■ Task details ■
Pictures must be dropped from the copy of the entries below; all else is returned exactly.

■ Data ■
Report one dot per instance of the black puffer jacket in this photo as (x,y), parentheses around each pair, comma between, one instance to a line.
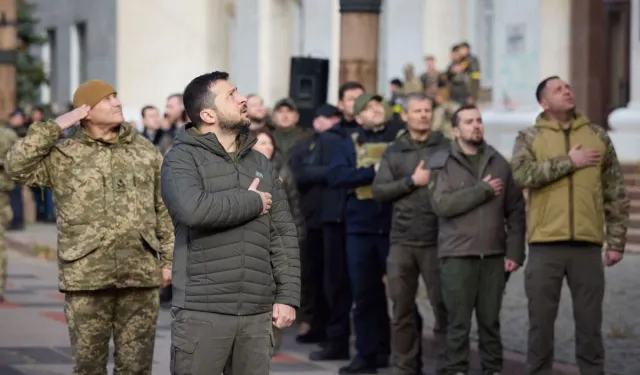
(228,258)
(293,196)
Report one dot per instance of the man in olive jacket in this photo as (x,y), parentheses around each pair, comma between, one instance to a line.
(482,221)
(577,201)
(237,269)
(402,178)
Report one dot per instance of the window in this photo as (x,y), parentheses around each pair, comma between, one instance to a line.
(78,60)
(48,53)
(484,49)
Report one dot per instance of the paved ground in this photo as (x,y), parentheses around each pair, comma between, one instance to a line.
(33,333)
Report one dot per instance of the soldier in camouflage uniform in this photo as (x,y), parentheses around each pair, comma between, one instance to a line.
(576,188)
(368,222)
(115,237)
(7,138)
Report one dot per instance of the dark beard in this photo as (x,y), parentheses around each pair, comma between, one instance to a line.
(234,127)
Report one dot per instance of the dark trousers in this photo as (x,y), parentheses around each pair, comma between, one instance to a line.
(337,286)
(205,343)
(404,267)
(43,198)
(17,206)
(546,269)
(367,258)
(313,309)
(468,284)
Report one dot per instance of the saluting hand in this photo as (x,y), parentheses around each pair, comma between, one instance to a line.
(71,118)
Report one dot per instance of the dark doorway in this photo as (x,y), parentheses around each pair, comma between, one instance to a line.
(617,68)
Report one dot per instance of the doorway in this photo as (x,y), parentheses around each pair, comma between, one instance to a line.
(617,24)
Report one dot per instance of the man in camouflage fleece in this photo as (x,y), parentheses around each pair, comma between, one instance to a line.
(7,138)
(115,237)
(576,189)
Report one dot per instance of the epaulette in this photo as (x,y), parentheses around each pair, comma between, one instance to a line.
(438,160)
(354,137)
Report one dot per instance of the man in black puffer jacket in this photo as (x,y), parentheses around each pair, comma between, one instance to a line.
(237,270)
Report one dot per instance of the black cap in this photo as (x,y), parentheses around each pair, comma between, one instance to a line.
(327,110)
(285,102)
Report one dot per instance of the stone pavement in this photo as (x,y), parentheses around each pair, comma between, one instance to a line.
(33,281)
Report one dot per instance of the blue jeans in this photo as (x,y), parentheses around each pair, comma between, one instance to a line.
(17,206)
(367,258)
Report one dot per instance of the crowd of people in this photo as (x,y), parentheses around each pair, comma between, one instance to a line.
(258,221)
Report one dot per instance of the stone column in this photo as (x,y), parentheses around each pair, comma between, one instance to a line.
(587,61)
(359,37)
(8,44)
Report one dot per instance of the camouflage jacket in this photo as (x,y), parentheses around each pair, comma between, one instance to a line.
(7,138)
(566,203)
(112,223)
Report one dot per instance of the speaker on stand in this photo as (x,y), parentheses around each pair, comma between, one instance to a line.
(309,82)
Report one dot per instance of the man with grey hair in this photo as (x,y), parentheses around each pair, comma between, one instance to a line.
(237,270)
(402,179)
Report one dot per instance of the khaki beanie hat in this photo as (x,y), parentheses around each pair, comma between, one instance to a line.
(91,93)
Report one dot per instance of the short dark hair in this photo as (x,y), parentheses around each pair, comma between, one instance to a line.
(145,108)
(543,85)
(455,118)
(176,95)
(349,85)
(197,95)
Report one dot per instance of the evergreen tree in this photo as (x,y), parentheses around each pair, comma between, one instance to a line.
(30,74)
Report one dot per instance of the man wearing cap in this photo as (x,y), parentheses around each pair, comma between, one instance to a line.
(354,167)
(115,237)
(287,133)
(310,176)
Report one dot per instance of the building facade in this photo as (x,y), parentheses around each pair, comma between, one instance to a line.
(152,48)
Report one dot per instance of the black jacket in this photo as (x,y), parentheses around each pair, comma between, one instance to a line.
(414,222)
(304,162)
(228,258)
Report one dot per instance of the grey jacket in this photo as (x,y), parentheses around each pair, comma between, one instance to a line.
(472,220)
(228,258)
(414,222)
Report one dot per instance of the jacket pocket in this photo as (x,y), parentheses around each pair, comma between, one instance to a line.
(182,354)
(77,241)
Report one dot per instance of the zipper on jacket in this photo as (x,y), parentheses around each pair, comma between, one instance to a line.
(567,143)
(235,166)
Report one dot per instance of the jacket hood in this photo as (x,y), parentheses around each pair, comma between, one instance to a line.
(126,134)
(191,136)
(578,121)
(343,127)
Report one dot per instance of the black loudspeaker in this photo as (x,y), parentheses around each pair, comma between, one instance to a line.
(309,81)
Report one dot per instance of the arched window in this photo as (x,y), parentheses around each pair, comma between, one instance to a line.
(483,47)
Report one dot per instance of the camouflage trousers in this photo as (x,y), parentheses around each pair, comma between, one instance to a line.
(5,218)
(130,314)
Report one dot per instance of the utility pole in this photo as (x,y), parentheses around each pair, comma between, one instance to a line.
(359,40)
(8,53)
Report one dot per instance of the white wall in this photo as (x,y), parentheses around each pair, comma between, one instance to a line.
(625,122)
(161,47)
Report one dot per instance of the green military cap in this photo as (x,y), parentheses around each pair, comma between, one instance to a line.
(363,100)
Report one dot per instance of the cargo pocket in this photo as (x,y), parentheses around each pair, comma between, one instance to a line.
(182,353)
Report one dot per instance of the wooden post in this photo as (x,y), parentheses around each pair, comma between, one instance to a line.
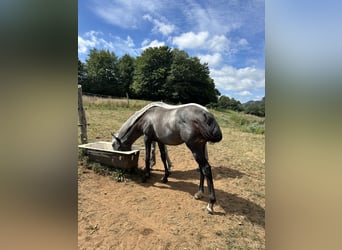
(127,99)
(81,117)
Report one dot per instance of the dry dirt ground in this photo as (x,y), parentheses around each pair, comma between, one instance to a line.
(153,215)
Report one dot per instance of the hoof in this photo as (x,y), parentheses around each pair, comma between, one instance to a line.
(210,208)
(198,195)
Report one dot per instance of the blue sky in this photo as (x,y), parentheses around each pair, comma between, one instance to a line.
(227,34)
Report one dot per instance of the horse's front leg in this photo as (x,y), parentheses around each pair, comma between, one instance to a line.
(200,192)
(163,155)
(212,198)
(146,173)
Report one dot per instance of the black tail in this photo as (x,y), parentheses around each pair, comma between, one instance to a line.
(209,128)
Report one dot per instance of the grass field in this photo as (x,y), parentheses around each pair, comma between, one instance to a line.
(238,165)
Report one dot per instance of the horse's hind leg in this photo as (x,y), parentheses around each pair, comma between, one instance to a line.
(163,155)
(199,153)
(146,173)
(200,192)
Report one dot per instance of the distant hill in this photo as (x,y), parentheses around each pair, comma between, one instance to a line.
(249,103)
(255,107)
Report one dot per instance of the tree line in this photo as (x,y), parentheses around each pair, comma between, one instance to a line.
(159,73)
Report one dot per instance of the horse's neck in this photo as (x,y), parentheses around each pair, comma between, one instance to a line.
(130,136)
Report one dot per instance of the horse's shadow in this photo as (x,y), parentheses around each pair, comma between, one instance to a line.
(231,203)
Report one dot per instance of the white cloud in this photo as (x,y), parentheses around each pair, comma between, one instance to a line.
(147,44)
(124,13)
(218,43)
(90,40)
(201,40)
(191,40)
(94,39)
(244,79)
(243,42)
(159,26)
(244,93)
(212,60)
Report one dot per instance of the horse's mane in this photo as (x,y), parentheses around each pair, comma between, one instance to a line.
(131,121)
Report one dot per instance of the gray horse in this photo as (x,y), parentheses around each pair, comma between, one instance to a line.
(165,124)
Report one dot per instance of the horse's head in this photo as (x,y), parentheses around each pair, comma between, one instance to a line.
(118,145)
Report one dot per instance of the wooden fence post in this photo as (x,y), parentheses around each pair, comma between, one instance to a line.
(81,117)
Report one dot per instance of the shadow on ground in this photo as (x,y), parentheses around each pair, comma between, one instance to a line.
(231,203)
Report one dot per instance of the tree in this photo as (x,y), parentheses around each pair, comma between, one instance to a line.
(151,71)
(102,73)
(189,80)
(126,71)
(82,73)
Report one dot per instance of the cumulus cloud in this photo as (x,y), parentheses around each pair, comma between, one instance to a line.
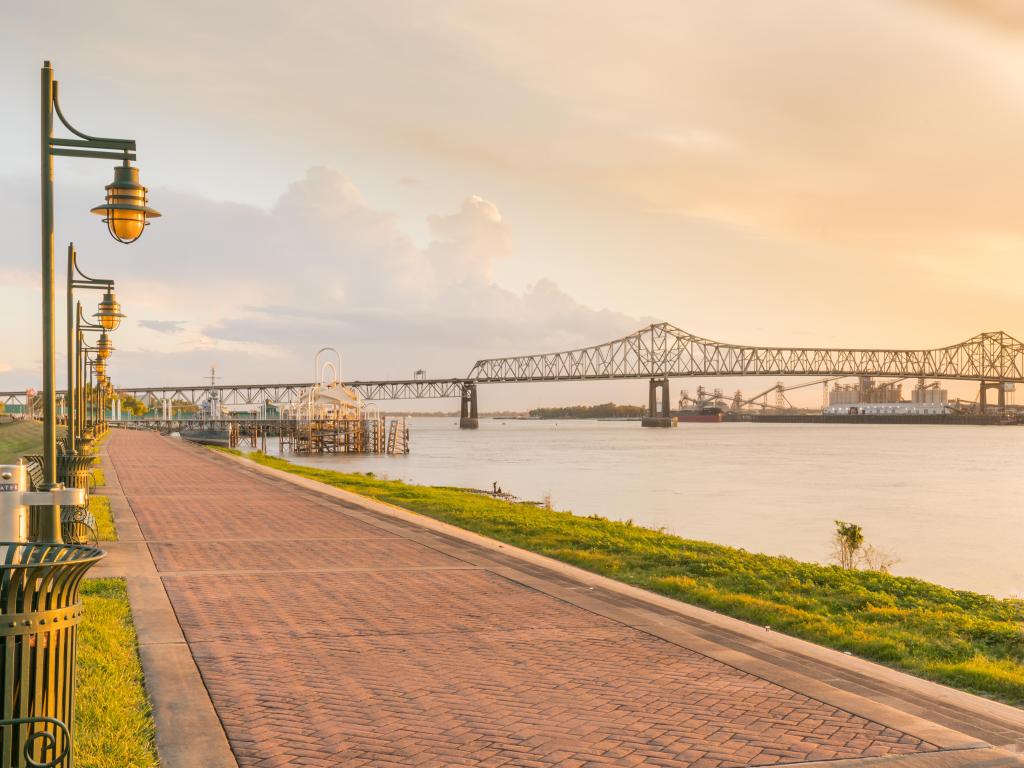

■ Final answer ■
Report one dot per instance of the black puffer jacket in this photo as (x,y), parentheses around each pair, comma between, one instance to a line.
(228,258)
(293,196)
Report one dot per instance of the man in olive jacket in this photo as (x,y), parentheses around each pair, comma between, one instance to a line.
(482,221)
(577,201)
(237,269)
(402,178)
Report one dot per instance of the window in this photo as (x,y), parentheses around each pair, comma between, one instance to a line.
(78,60)
(48,53)
(484,49)
Report one dot per instance of the paved ground in this photo as (x,y), parentheses around each pair, comma between, one instance to a line.
(33,333)
Report one dot per instance of the soldier in camouflage uniform in this photo as (x,y), parentheses around each pair, comma between, one instance to a line.
(576,188)
(368,222)
(115,237)
(7,138)
Report one dot per instance of the dark beard in this photo as (x,y), parentheses around each pair, comma between, one instance to a line.
(234,127)
Report one dot per instance of the dark trousers in this photo as (x,y), parentheses around each pair, comma between, one instance to a line.
(337,286)
(205,343)
(404,267)
(43,198)
(17,206)
(546,269)
(367,258)
(313,309)
(468,284)
Report one dot per instance of the saluting hand in this photo as (x,y), parentheses around each pair, comma between, one instance to a line.
(71,118)
Report one dot per instance of the dark doorway in this photo as (x,y), parentheses around each pair, comma between, one instance to a line.
(617,68)
Report one dot per instance of the doorway in this photo as (x,y), parentheses around each pair, comma between, one instance to a line.
(617,24)
Report one dot per instance of the man in camouflage fleece in this photo as (x,y), parentheses around each pair, comma between, one instance to a line.
(7,138)
(115,237)
(576,189)
Report one dot per instance of the epaulette in this photo as (x,y), parentheses around each pair, comma between, one instance to a line.
(438,160)
(354,137)
Report one dot per instance of the man in black puffer jacket in this photo as (x,y), parentheses around each pair, comma between, one instance to a line.
(237,270)
Report one dot per instance of the black cap in this photo as (x,y), parentheses around each pair, comma between, one instance to a line.
(327,110)
(285,102)
Report one dot per instance of the stone pavement in this photo as (x,y), parentheses around each pair, comma between, one instance to a line.
(33,281)
Report one dot per instance of the blue jeans in this photo as (x,y), parentheses around each pair, comma between, one instance to a line.
(17,206)
(367,258)
Report one dot per instance of the crowd of people in this photo as (x,y), parentheses around each pair, comma between, one instance to a line.
(258,221)
Report one dot per instance of the stone column in this photo as (x,y), parentheses around each pair, comma between, one instance to a line.
(587,61)
(359,37)
(8,44)
Report one dot per instance of the camouflage jacket in this photo as (x,y), parentheses around each pair, comma between, one instance to a line.
(7,138)
(566,203)
(112,223)
Report one dot per instance of the speaker on stand in this photo as (x,y), parentheses around each pair, comma between, one instance to a line.
(309,82)
Report one dot per instance of the man with grey hair in this photo as (x,y), parentheses around each pair, comma between, one instance to a line.
(237,270)
(402,179)
Report one dot per instance of the khaki beanie hat in this photo as (x,y), parentheses around each pair, comma between, one instance to a line.
(91,93)
Report one dot per instance of the short dark hair in this photo as (x,y), parentheses around each pair, comma between, one instance to a line.
(145,108)
(543,85)
(455,118)
(176,95)
(349,85)
(197,95)
Report one dot per instance of the evergreen tree in this photo as (x,y), parentheses around each pair, comma between, one instance to a line.
(30,74)
Report one dot per instance of the man wearing cap in this photo as (x,y), parentheses around each pair, comma between, one instance to a line.
(354,167)
(115,237)
(287,133)
(310,176)
Report one dot per instance of the building facade in this photo as (x,y), parentheses around each pair, comma between, one instance to a line.
(152,48)
Report one dot per instance of the black jacket in this photo as (x,y), parentheses around each pair, comma between, one instance to a line.
(414,222)
(304,162)
(228,258)
Report one dot per instance of the grey jacket in this photo as (x,y), parentheses around each pair, comma between, one instance to a line.
(472,220)
(228,258)
(414,222)
Report one dot per instance of the jacket pocket in this photo as (x,y), parentheses around each pair, comma between, one instance to a line.
(182,354)
(77,241)
Report one dot per instance of the zipper on jacket in this photo as (x,y), parentheses around each pair, comma between, one instance to a line.
(567,143)
(235,166)
Report one dot per instance of the jacket hood in this photo as (x,y), parentheses around each pair, comma between, one instance to a line.
(126,134)
(191,136)
(578,121)
(343,127)
Report one dot per instance of the black loudspeaker in this photo as (x,y), parentheses around each pair, comma between, one instance to a line.
(309,81)
Report one dot per instance of the arched window in this photo as (x,y), parentheses around each pair, comma between, one instance to a line.
(483,47)
Report one dot per instance of the camouflage trousers in this photo as (x,y), parentheses around each pair, comma between, one instance to a line.
(5,218)
(130,314)
Report one dot per instance of the utility pole in this photo as (x,y), parentheses around each pair, comma between, one instance to a line.
(359,40)
(8,53)
Report one dot per instance of the white wall in this photo as (x,y), parentheses around each pair, comma between, one instance to a line.
(625,122)
(161,47)
Report one dot per instance of the green military cap in this photo as (x,y), parentheses around each pair, comma between, one instance to a line.
(363,100)
Report one dot per instance of the cargo pocket in this photo as (x,y), parentheses around each pair, comma between, one instance to a line.
(182,353)
Report one dot per instance of the wooden post in this photo as (x,y), parentheses around each pair, comma between, one instance to a line.
(127,99)
(81,117)
Report one dot per instance of the dry dirt ground in this photo as (x,y), parentheses around each pair, comma between, one instance to a line.
(153,215)
Report one dot per instance of the hoof in this photo as (x,y), parentheses around each pair, comma between, one instance to a line.
(210,208)
(198,195)
Report one dot per instance of the blue sky in this photo as (x,y), parentheses around each pair, comma between, one instance to a line.
(227,34)
Report one dot per instance of the horse's front leg in this photo as (x,y), parentheses around each pair, comma between, one instance to a line.
(200,192)
(163,155)
(212,198)
(146,173)
Report one dot per instance of the black tail in this photo as (x,y), parentheses around each pair, comma between, one instance to a line.
(209,128)
Report one dot per instance of the grass field in this photo as (x,y), parentheses around each pair, comma between, one instance to a line.
(238,165)
Report one dot per instance of the horse's hind leg in this photo as (x,y), parentheses around each pair, comma between, one instance to a line.
(163,155)
(199,153)
(146,173)
(200,192)
Report one dot per instance of the distant hill in this photo as (x,y), parentheses around each pair, comma between, one instance to a line.
(249,103)
(255,107)
Report one dot per instance of the tree line in this photo as (x,y), parentheses around each pair, comma between, one instance to a line.
(159,73)
Report one dot per instance of the horse's neck in this photo as (x,y), parentheses around each pair, comma between, one instance to a line.
(130,136)
Report one dot per instance of the horse's shadow in this photo as (x,y), parentheses around each pair, comma between, one instance to a line.
(231,203)
Report one dot per instance of the white cloud in this photo as (x,y), parentheses around each pair, comma between, one instance to a line.
(147,44)
(124,13)
(218,43)
(90,40)
(201,40)
(191,40)
(94,39)
(244,79)
(243,42)
(159,26)
(244,93)
(212,60)
Report one dot per instance of the horse's mane in this photo as (x,y), parentheses around each pair, comma between, one instance to a line.
(131,121)
Report one dot per instance of the gray horse in this photo as (x,y), parentheses around each pair, comma between, one instance to a line.
(165,124)
Report one dot per instance of the horse's head in this photo as (x,y), parentheses around each pair, comma between, one instance to a line.
(118,145)
Report one dot per instance of the wooden fence post in this photo as (x,y), parentheses around each pair, comma between, one instance to a line.
(81,117)
Report one dot per instance of the shadow on ground in this photo as (x,y), parentheses around each pair, comma between, one instance to a line.
(231,203)
Report one dot per instance of the tree in this photo as (x,y), parentheses around each pair, comma between, one instance to a line.
(151,71)
(102,73)
(189,80)
(126,71)
(82,73)
Report one dot per instance of the cumulus cloud in this photo as (x,y), parentheses around each pair, comma between, one instance to a line.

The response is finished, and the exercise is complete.